## WHAT IS EXPECTED
When a line of the records contains "cookie", copy it.

Records from a data source
***

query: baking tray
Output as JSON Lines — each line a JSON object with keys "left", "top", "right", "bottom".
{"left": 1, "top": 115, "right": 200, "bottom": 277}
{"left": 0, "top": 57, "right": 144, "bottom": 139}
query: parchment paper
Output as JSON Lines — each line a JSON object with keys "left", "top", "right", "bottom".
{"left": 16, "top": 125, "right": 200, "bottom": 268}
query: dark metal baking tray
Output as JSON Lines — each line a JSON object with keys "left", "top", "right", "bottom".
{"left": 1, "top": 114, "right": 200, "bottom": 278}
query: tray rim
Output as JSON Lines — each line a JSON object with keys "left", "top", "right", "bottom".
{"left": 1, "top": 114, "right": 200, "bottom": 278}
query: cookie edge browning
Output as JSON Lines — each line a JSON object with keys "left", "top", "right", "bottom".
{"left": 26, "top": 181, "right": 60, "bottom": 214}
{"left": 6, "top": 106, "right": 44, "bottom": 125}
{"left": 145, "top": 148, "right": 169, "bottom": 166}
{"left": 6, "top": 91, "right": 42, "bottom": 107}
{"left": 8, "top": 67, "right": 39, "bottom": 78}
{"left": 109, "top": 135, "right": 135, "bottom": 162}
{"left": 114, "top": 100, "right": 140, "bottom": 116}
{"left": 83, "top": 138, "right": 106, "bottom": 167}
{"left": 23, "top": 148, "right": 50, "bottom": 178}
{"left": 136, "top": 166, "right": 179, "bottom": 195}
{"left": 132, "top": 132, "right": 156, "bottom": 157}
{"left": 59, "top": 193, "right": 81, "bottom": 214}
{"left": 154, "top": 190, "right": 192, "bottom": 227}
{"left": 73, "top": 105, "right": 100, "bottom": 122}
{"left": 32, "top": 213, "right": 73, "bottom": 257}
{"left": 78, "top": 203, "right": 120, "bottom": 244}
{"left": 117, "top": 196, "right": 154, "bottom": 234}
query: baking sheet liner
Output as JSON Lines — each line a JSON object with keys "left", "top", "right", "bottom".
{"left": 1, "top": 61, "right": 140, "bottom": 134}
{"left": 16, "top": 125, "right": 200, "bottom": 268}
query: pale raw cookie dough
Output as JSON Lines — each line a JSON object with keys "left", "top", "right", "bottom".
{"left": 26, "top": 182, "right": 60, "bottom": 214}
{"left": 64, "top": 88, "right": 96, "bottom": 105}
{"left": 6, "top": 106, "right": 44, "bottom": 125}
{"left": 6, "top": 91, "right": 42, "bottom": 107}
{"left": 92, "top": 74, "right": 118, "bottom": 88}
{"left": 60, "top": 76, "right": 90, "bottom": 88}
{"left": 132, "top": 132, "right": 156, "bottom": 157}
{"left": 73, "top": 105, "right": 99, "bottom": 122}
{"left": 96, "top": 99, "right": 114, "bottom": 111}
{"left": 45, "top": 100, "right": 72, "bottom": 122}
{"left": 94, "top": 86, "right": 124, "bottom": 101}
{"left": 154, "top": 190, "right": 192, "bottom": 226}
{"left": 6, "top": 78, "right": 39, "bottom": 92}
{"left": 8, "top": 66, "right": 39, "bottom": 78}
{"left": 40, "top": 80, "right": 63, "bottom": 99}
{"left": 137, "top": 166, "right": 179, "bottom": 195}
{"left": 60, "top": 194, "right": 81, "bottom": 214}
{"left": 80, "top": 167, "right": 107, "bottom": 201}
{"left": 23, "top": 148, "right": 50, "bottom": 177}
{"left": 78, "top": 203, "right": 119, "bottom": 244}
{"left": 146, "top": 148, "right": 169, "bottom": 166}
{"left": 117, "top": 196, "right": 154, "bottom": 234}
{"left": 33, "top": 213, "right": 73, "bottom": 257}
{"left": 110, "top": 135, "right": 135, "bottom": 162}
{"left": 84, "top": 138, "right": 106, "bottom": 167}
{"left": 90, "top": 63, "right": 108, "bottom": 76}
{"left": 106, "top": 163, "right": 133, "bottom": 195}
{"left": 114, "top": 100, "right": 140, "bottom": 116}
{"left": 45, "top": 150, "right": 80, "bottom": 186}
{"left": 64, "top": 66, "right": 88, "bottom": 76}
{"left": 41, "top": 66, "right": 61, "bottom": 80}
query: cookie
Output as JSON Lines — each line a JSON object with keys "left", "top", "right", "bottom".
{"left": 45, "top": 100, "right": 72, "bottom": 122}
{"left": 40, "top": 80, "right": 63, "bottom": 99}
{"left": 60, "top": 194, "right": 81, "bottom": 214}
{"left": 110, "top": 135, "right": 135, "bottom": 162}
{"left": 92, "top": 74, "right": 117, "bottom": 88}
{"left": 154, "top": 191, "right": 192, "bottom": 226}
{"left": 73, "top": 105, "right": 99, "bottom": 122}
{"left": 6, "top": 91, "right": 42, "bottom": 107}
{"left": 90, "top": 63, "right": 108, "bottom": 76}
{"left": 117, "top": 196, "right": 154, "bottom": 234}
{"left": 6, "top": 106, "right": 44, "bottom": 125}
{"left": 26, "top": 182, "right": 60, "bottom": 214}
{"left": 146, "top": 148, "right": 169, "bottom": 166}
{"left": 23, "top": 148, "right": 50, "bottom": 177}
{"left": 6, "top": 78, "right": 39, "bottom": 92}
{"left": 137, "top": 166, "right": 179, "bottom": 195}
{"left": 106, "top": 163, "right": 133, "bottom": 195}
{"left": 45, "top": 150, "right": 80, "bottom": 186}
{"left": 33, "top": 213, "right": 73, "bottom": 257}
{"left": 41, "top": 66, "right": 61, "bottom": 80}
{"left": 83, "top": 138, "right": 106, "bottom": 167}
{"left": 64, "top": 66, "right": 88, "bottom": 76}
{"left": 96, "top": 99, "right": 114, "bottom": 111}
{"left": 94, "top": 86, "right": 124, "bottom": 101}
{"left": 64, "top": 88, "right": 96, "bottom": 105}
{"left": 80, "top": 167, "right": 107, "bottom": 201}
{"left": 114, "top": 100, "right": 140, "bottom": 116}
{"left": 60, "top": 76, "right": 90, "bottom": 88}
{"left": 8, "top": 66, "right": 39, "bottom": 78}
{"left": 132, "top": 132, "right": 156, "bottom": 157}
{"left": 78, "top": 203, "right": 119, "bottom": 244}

***

## OUTPUT OF THE EXERCISE
query: cookie edge browning
query: pale raw cookie dough
query: cookie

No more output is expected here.